**WHAT IS EXPECTED**.
An identical copy of the records below is the expected result.

**RECORDS FOR THIS EXERCISE**.
*** Begin section ***

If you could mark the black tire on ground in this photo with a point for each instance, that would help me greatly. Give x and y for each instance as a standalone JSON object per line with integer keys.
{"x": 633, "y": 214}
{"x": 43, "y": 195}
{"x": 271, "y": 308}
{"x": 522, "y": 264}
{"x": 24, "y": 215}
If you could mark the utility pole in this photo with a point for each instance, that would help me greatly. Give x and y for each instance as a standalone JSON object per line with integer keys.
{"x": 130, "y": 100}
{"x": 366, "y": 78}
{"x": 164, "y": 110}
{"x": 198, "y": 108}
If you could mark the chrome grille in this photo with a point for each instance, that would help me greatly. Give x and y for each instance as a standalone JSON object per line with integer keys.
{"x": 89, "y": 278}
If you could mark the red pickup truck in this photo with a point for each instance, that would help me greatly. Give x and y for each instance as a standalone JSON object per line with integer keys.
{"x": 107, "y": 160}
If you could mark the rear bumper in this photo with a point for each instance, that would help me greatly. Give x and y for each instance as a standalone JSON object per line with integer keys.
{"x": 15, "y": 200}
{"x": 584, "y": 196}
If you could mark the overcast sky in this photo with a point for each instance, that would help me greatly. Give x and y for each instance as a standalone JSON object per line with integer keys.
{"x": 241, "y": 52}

*** End section ***

**RESPONSE FOR THIS EXERCISE**.
If you could mark the black tire on ground in this photo with a point for each instance, that would help me greatly. Give x and y for each instance as a standalone JSON object per line with integer keys.
{"x": 633, "y": 214}
{"x": 43, "y": 195}
{"x": 271, "y": 308}
{"x": 522, "y": 264}
{"x": 24, "y": 215}
If you could mark the utility pole in this photo with a point for each instance, that would help me greatly. Give x and y for each instance as a standalone JSON object per line with integer keys.
{"x": 130, "y": 100}
{"x": 366, "y": 78}
{"x": 164, "y": 110}
{"x": 198, "y": 108}
If you could mark the chrome grille in this photo with a point for each instance, that would help me greatly. Give x and y for each instance as a standalone JSON object per line with integer keys.
{"x": 89, "y": 278}
If you could mark the red pickup truck in this photo with a point for each instance, that would help me greatly. Give x and y for each instance as a standalone JSON object per line with integer keys.
{"x": 107, "y": 160}
If you could mark the rear bumper in this photo with a point for each instance, that would help me greatly. Give x and y for each instance as a standalone JSON object per line with integer keys.
{"x": 15, "y": 200}
{"x": 584, "y": 196}
If you could mark the overcast sky in this photo with a point for each instance, that would help me greatly. Give x and y for each instance as a standalone JSON object per line with integer keys.
{"x": 241, "y": 52}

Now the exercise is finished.